▸ **Exercise**
What you return should be the line containing "For the image above, mark every curled" and each line after it to the end of the records, copied exactly.

↓↓↓

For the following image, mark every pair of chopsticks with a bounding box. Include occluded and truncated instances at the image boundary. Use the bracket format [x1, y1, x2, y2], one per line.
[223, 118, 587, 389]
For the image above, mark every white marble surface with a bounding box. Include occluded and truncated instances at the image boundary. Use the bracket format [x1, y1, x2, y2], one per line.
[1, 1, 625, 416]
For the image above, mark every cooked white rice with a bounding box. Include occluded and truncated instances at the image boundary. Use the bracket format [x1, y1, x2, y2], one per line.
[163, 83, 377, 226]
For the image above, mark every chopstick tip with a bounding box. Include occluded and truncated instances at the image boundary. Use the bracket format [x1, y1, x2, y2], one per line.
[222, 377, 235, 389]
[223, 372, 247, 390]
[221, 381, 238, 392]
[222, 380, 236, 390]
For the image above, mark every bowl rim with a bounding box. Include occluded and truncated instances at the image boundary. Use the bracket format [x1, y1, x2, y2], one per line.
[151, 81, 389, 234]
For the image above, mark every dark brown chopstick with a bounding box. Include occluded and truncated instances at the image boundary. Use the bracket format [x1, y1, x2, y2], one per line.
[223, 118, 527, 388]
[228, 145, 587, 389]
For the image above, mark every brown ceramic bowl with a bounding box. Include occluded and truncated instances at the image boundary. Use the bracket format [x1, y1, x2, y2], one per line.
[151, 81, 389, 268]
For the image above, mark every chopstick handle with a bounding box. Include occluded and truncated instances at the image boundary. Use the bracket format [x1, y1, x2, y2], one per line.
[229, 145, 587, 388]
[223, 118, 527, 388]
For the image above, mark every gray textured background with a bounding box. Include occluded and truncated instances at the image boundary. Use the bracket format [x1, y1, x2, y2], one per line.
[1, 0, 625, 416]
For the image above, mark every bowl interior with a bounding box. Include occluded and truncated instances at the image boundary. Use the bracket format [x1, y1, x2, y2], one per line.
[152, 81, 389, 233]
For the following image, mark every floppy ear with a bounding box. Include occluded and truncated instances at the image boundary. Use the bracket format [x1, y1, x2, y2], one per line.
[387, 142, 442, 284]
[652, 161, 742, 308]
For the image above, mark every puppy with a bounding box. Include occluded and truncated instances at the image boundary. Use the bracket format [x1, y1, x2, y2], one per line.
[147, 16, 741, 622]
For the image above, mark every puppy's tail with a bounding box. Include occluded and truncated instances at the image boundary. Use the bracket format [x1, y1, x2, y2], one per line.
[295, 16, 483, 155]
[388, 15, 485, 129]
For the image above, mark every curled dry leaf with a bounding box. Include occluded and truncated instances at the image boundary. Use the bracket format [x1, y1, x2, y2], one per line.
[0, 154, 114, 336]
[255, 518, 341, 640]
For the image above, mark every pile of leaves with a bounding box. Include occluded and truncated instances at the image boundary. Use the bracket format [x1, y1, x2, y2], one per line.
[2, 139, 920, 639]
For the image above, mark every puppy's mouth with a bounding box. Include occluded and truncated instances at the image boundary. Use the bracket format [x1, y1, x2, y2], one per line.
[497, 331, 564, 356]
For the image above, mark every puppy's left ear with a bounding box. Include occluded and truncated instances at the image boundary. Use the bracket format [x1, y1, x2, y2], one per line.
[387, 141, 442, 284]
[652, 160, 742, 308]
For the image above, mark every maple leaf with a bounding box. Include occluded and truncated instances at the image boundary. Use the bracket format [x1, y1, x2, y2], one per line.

↑↑↑

▸ **Written reply**
For the image above, mark every curled dry leaf with a bounding box. Include occluded and truncated instances at the image boundary. Use the bracket format [x1, y1, x2, y2], one per line.
[0, 154, 114, 336]
[255, 518, 341, 640]
For the image above, mark every pile of leaves with a bounding box. Include occluded and truncated instances at the image boundary. Use the bracket format [x1, y1, x2, y2], one per line.
[2, 139, 920, 639]
For the image above, mark every puppy's mouth with a bounding box. Include occluded and truncated instances at the image boundary. Use the bracket format [x1, y1, x2, y2], one per line.
[497, 331, 564, 356]
For the image above, mark every puppy's left ear with a bounding box. Include occluded and truncated instances at the image boundary. Use the bracket format [x1, y1, x2, y2], one per line.
[387, 141, 442, 284]
[652, 160, 742, 308]
For the image above, mark every maple leaf with a bounding box. Include occluded and truncated instances at the image boundary. Use the bracket format [x1, y1, x2, y2], one per line.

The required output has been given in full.